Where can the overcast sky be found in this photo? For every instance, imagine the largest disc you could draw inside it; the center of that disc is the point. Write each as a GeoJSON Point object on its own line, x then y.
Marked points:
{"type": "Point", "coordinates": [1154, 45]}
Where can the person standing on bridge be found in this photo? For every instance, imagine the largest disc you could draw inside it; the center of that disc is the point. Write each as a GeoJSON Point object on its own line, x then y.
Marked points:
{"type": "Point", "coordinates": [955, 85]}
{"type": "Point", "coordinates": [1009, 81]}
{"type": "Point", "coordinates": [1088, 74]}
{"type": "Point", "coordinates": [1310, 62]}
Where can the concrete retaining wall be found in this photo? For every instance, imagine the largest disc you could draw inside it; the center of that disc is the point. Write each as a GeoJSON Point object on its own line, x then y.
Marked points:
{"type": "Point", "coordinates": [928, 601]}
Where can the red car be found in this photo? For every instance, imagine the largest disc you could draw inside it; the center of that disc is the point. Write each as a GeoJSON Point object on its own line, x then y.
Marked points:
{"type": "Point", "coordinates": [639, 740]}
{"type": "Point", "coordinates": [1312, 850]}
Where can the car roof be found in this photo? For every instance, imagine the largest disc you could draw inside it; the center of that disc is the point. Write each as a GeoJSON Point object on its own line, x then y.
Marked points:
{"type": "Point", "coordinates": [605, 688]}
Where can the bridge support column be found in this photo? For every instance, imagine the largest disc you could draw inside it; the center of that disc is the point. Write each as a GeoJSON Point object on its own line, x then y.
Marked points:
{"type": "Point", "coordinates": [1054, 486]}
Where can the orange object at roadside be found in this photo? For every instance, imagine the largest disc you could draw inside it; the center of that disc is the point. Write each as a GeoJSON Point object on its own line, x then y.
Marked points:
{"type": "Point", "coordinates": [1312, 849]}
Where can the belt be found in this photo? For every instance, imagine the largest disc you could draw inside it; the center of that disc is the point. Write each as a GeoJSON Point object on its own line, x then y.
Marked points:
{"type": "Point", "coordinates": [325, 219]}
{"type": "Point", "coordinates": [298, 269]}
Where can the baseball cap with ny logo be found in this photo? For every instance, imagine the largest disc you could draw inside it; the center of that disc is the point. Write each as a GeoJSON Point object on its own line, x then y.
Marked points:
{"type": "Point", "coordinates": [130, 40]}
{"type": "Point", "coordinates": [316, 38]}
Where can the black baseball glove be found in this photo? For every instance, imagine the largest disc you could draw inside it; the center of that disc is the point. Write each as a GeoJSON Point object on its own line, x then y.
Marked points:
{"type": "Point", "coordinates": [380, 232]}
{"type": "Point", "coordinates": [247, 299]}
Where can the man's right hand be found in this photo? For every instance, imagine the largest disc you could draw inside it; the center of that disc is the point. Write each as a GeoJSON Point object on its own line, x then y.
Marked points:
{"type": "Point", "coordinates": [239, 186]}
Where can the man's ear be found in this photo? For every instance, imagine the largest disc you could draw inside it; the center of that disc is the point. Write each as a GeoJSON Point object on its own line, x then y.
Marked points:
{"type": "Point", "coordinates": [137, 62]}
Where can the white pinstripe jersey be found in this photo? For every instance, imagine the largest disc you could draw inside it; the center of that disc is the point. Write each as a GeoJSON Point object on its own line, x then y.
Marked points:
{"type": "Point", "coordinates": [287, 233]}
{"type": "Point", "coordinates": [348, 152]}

___

#### [SET EXERCISE]
Copy all of the material above word for word, keeping every line in its original order.

#### [CORRECT RESPONSE]
Where can the overcast sky be found in this photo? For every instance, imagine the largest disc you could draw inside it; the center of that disc is the point. Write each as a GeoJSON Point object on its own line, x then y.
Marked points:
{"type": "Point", "coordinates": [1154, 45]}
Where can the person standing on bridge be found in this photo? For every instance, imagine the largest disc you could draw inside it; the center of that disc is the point. Write each as a GeoJSON Point object on its own line, x then y.
Marked points:
{"type": "Point", "coordinates": [955, 85]}
{"type": "Point", "coordinates": [1009, 81]}
{"type": "Point", "coordinates": [1088, 74]}
{"type": "Point", "coordinates": [1310, 62]}
Where can the concrete retaining wall be found in this photo? For every instance, imagine the largest disc you could draw inside it; the center of that disc is the point. Write each as a GeoJSON Point object on its own line, x then y.
Marked points:
{"type": "Point", "coordinates": [928, 601]}
Where can the red car be found in this photo? For every instance, imagine the largest disc you could draw inside it; the center of that disc is the point. Write each as a GeoJSON Point object on its own line, x then y.
Marked points:
{"type": "Point", "coordinates": [639, 740]}
{"type": "Point", "coordinates": [1312, 850]}
Where can the car roof be found in this photo? For every instance, imagine the largest disc you could draw inside it; the center of that disc is the point. Write each as a GeoJSON Point object on its own line, x then y.
Marked points:
{"type": "Point", "coordinates": [605, 688]}
Where can the bridge support column be found in this photo? For every instance, imagine the largest disc you could draw inside it; the center of that disc is the point. Write each as a GeoJSON Point object on its own line, x then y.
Marked points:
{"type": "Point", "coordinates": [1054, 486]}
Where can the orange object at roadside be found in this photo? For every instance, imagine the largest disc you could draw inside it; the center of that disc is the point. Write each as a GeoJSON Point object on its own line, x then y.
Marked points:
{"type": "Point", "coordinates": [1312, 849]}
Where can the belt be found in this photo? For every instance, imagine the largest disc you could draw inside it; the center of that disc is the point. Write each as a GeoJSON Point object on its own line, x then y.
Marked points:
{"type": "Point", "coordinates": [325, 219]}
{"type": "Point", "coordinates": [298, 269]}
Where can the baseball cap with ny logo be found in this photo? For every instance, imagine the largest disc you could draw inside it; the center of that disc is the point. Write each as a GeoJSON Point object on its own line, x then y.
Marked points:
{"type": "Point", "coordinates": [130, 40]}
{"type": "Point", "coordinates": [316, 38]}
Where can the black baseball glove be found in this photo? For every instance, imagine the largest disc you could draw inside it; the center of that disc is the point. Write each as a GeoJSON Point object on its own line, x then y.
Marked points:
{"type": "Point", "coordinates": [380, 232]}
{"type": "Point", "coordinates": [247, 299]}
Where can the man's right hand be found in this photo? For every instance, imagine the largest disc you could draw inside it; the center of that disc is the point. Write each as a GeoJSON Point object on its own line, x then y.
Marked points:
{"type": "Point", "coordinates": [239, 186]}
Where can the man's ear be found in this photo? For every instance, imagine the largest disc you could draw inside it; the center of that disc is the point. Write each as a GeoJSON Point object on its own line, x then y.
Marked points:
{"type": "Point", "coordinates": [137, 62]}
Where can the white pinstripe jersey be found in this photo? For every instance, imagine the largest disc you could draw inside it; the center of that disc is the point. Write each as a GeoJSON Point object on its own line, x then y.
Marked points:
{"type": "Point", "coordinates": [287, 233]}
{"type": "Point", "coordinates": [348, 152]}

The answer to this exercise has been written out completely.